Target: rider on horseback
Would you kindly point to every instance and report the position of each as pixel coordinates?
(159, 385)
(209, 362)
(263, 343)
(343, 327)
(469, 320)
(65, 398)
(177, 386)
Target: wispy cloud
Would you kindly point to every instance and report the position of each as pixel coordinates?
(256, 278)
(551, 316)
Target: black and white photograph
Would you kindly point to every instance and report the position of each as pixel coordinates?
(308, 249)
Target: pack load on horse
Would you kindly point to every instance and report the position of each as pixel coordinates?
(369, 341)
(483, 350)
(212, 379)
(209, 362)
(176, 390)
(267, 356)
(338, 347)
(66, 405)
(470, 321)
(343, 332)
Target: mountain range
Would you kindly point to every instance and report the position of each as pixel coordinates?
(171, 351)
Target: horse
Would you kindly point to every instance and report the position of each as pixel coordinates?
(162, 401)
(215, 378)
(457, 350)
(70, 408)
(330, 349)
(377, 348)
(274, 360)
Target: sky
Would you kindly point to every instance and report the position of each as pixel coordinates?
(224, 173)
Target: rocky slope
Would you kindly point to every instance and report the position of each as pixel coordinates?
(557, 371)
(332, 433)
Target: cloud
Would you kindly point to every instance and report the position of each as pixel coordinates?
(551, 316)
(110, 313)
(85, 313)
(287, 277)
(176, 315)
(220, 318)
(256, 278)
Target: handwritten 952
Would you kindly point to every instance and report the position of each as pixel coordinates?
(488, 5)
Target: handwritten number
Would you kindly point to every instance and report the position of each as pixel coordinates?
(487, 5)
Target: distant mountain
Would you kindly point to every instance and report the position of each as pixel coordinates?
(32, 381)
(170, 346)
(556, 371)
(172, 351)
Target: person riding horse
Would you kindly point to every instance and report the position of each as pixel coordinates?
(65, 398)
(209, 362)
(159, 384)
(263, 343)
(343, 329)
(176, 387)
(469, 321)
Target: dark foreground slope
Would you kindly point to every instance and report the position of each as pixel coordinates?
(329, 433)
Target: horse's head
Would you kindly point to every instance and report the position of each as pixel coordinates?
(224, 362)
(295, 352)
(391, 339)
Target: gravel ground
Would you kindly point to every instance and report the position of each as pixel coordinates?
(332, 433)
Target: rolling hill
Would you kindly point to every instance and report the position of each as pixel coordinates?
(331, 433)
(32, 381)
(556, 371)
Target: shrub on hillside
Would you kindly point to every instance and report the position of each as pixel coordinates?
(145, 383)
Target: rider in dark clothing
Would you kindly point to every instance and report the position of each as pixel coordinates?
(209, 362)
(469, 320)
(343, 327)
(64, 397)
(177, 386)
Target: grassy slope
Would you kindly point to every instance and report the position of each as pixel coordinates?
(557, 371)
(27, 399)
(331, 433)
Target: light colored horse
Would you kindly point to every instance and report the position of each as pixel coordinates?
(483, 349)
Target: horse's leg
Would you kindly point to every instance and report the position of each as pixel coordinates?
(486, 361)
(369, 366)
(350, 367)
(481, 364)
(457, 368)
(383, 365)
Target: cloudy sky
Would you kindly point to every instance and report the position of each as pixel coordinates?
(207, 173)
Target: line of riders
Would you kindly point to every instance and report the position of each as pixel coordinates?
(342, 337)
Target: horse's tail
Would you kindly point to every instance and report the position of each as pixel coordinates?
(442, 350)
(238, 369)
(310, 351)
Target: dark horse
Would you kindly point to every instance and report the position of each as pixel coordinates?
----
#### Task goal:
Among the lines above, count those containing the string "mountain"; please give the count alone.

#### Task solution:
2